Case ID: ad2d_166/html/0323-01.html
Source: Caselaw Access Project
Author: {"author": "", "license": "Public Domain", "url": "https://static.case.law/"}
Date Created: 2024-08-24T03:29:51.129683

In the Matter of Desmond K. Jones, Petitioner, v Benjamin Ward, as Police Commissioner of the City of New York, et al., Respondents.
   Determination of the respondent Police Commissioner, dated October 4, 1988, which dismissed petitioner from his position as a police officer, is unanimously confirmed, the petition denied and the proceeding brought pursuant to CPLR article 78 (transferred to this court by order of Sup Ct, NY County, Harold Baer, Jr., J., entered on or about May 22, 1989), is unanimously dismissed, without costs and without disbursements.

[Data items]
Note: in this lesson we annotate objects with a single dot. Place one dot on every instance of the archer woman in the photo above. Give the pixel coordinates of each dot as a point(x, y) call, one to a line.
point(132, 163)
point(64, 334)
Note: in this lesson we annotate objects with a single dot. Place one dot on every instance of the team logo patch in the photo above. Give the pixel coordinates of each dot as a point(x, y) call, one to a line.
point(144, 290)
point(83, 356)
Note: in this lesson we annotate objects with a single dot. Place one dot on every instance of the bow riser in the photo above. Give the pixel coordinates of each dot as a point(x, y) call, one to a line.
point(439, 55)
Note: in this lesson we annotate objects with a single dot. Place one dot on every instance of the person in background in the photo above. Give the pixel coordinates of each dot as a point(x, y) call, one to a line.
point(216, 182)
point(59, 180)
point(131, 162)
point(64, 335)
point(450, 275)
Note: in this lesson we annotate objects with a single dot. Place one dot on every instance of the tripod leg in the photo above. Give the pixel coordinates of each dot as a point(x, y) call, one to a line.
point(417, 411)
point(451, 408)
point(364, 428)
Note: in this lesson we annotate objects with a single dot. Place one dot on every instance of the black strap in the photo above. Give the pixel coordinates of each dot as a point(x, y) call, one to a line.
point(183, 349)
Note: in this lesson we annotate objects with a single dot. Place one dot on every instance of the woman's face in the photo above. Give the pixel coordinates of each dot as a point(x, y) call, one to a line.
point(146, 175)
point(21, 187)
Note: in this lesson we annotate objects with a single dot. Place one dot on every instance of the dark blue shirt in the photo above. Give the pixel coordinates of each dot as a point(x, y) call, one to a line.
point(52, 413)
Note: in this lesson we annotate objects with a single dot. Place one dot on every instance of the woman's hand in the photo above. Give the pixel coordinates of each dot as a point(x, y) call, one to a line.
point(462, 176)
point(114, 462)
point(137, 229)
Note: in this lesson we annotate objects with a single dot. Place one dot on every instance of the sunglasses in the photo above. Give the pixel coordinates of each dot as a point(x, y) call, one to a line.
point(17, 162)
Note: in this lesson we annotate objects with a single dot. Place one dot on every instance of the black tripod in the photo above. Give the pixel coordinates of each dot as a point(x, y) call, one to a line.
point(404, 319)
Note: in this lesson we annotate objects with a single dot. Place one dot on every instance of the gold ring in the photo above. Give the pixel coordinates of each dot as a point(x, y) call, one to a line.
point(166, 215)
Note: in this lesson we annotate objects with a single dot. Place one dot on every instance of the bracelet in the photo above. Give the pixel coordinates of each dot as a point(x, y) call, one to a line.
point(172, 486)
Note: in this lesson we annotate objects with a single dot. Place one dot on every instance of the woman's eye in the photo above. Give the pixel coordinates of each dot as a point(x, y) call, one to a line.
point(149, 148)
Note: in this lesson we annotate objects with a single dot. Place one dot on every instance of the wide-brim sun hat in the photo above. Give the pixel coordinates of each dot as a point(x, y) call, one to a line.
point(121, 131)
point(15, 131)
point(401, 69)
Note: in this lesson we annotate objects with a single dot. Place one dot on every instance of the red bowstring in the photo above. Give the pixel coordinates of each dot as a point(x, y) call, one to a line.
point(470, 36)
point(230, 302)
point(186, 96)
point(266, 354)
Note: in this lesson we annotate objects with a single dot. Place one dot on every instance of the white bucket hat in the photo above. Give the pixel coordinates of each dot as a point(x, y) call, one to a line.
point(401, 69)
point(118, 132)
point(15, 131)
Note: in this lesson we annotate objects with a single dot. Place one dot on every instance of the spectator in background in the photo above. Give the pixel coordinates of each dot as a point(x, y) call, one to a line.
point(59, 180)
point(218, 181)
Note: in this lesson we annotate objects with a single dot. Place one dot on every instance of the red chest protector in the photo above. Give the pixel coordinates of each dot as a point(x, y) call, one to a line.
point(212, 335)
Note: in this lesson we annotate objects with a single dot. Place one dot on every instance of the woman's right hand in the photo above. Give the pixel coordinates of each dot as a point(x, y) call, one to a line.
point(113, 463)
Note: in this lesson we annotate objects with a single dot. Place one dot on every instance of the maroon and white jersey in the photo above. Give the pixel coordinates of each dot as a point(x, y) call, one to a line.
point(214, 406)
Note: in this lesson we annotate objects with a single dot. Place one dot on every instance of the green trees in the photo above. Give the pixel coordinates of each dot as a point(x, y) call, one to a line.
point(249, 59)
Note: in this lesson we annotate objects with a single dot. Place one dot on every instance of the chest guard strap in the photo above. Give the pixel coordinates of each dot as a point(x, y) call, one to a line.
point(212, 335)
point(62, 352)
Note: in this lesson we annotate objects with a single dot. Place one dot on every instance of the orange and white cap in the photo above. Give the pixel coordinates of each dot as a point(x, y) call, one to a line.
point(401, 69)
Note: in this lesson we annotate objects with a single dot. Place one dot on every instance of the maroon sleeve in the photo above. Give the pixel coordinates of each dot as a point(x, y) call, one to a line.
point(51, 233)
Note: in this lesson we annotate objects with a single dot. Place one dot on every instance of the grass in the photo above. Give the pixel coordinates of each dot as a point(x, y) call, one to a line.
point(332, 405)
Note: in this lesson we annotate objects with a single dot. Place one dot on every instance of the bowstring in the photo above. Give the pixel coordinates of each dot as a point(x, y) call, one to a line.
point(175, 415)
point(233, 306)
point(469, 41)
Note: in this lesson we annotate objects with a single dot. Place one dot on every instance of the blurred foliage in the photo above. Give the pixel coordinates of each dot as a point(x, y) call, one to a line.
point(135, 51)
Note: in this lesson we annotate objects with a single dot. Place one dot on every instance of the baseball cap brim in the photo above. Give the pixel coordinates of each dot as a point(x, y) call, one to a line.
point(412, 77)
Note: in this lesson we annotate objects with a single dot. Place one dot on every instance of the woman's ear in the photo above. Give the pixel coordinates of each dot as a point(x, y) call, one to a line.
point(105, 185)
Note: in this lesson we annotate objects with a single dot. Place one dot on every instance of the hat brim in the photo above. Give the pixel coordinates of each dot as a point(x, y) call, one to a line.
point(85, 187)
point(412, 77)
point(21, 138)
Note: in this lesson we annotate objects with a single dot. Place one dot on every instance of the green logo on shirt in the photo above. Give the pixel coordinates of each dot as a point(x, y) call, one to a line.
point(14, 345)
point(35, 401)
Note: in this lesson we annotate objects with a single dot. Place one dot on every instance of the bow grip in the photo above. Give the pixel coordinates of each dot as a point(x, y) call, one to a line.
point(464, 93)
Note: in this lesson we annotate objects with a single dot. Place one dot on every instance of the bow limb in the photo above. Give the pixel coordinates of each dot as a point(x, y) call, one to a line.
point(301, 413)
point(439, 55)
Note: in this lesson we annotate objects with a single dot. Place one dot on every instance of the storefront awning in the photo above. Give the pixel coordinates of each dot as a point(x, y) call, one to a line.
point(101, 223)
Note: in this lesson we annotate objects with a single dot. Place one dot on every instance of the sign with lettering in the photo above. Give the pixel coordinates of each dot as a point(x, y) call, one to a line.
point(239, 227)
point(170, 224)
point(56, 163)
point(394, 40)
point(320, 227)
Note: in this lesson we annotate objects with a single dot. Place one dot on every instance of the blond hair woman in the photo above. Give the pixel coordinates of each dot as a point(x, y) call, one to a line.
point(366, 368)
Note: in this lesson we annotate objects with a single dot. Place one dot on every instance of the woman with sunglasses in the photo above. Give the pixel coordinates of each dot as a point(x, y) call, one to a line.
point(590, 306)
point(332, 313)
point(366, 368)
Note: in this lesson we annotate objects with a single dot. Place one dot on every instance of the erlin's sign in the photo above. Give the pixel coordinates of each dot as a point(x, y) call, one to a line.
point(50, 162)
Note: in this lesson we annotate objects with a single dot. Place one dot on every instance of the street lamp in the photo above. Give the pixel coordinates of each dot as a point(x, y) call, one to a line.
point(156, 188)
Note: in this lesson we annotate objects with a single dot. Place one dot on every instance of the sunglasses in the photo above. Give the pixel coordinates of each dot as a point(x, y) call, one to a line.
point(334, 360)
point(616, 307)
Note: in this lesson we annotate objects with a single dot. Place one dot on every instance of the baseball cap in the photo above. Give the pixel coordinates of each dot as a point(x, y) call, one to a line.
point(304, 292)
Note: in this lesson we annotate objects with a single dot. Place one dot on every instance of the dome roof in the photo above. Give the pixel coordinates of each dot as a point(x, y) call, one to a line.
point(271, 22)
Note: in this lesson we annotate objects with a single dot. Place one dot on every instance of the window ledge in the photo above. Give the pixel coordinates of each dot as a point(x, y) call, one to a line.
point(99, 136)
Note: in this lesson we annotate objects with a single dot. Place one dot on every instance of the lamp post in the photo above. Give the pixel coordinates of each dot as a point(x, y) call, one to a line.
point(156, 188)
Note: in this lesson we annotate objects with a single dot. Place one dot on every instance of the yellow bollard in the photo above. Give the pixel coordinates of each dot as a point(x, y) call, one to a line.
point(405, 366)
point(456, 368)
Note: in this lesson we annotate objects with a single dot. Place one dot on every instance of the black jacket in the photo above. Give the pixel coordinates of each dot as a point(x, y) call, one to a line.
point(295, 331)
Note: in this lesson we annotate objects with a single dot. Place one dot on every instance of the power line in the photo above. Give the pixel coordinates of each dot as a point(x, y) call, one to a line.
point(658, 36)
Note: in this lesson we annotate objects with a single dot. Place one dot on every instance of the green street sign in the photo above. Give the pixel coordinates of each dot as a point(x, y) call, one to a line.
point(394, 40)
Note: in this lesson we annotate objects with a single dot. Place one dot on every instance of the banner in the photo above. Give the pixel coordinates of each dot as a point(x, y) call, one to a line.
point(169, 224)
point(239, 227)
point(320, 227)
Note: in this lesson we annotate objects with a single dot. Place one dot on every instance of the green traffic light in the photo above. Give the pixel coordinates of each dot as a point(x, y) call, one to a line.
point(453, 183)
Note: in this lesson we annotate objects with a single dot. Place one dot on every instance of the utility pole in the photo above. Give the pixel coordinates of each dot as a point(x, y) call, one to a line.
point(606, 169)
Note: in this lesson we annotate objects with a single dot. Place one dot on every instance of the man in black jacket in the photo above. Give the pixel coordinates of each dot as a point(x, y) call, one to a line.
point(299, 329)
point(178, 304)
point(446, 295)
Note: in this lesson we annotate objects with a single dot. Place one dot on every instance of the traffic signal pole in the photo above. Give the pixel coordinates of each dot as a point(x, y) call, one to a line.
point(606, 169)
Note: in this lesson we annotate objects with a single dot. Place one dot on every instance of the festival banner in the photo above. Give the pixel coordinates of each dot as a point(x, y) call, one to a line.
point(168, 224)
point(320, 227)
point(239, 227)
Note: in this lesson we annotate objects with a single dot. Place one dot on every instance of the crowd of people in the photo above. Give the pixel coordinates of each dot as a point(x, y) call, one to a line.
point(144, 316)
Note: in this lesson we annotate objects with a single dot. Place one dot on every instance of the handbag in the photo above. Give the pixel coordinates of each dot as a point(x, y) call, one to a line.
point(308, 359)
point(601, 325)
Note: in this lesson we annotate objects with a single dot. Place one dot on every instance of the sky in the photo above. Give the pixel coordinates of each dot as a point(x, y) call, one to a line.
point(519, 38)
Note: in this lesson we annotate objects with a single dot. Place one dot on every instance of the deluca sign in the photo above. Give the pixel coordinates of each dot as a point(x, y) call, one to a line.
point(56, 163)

Problem requirements: Copy out the full case record on Desmond K. Jones word for word, from its header lines through the last sentence.

Result below:
Case ID: ad2d_166/html/0323-01.html
Source: Caselaw Access Project
Author: {"author": "", "license": "Public Domain", "url": "https://static.case.law/"}
Date Created: 2024-08-24T03:29:51.129683

In the Matter of Desmond K. Jones, Petitioner, v Benjamin Ward, as Police Commissioner of the City of New York, et al., Respondents.
   Determination of the respondent Police Commissioner, dated October 4, 1988, which dismissed petitioner from his position as a police officer, is unanimously confirmed, the petition denied and the proceeding brought pursuant to CPLR article 78 (transferred to this court by order of Sup Ct, NY County, Harold Baer, Jr., J., entered on or about May 22, 1989), is unanimously dismissed, without costs and without disbursements.